Set exercise
Can you recast every line of the data below as a JSON array of strings, one string per line, with blank lines omitted and the pictures left out?

-- START OF Dataset records --

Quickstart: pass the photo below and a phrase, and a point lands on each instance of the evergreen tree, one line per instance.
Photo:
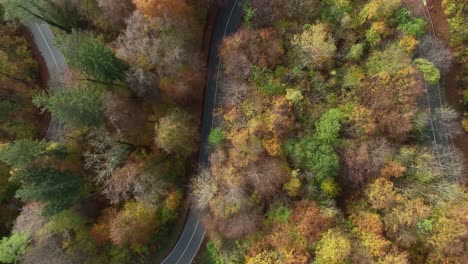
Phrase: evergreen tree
(58, 189)
(75, 107)
(89, 54)
(12, 247)
(22, 152)
(37, 10)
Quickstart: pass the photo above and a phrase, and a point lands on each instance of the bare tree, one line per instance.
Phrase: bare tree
(142, 83)
(436, 52)
(30, 219)
(204, 189)
(449, 118)
(104, 155)
(267, 176)
(240, 225)
(451, 163)
(116, 10)
(365, 160)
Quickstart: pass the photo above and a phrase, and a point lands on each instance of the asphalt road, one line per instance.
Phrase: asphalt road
(227, 22)
(56, 66)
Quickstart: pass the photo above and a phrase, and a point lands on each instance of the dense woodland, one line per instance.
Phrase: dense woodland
(323, 150)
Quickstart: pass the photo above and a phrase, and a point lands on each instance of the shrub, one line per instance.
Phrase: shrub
(376, 32)
(406, 23)
(356, 51)
(176, 133)
(333, 248)
(430, 72)
(12, 247)
(330, 187)
(216, 137)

-- END OF Dataset records --

Response for this exercise
[
  "Quickstart: pass the photo below and a phrase, and a point lands on each instance of the evergreen tree, one line per instance.",
  "Photo:",
  "Phrase: evergreen tree",
  "(58, 189)",
  "(75, 107)",
  "(89, 54)",
  "(12, 247)",
  "(22, 152)",
  "(37, 10)",
  "Quickstart: pass the photo above and a phrase, and a point lands on each instance of the bare tree, one line per instance.",
  "Phrase: bare tree",
  "(142, 83)",
  "(436, 52)",
  "(30, 219)",
  "(204, 189)",
  "(449, 118)",
  "(104, 155)",
  "(267, 176)",
  "(240, 225)",
  "(451, 163)",
  "(116, 10)",
  "(365, 160)",
  "Quickstart: pass the photo above and a phrase, and a point lands on each instance of the asphalt road, one line per instance.",
  "Phrase: asphalt road",
  "(227, 22)",
  "(56, 66)",
  "Quickstart: pass the photo above and a phrase, and a point lands on each instance of the dense woodland, one line per instance.",
  "Phrase: dense woodland",
  "(323, 150)",
  "Quickstart: pass the photo above and a phrase, and a point lands on each instance of the shrub, one line per instance.",
  "Phrase: shrub",
  "(376, 32)",
  "(406, 23)",
  "(356, 51)",
  "(176, 133)",
  "(333, 248)",
  "(430, 72)",
  "(12, 247)",
  "(330, 187)",
  "(216, 137)"
]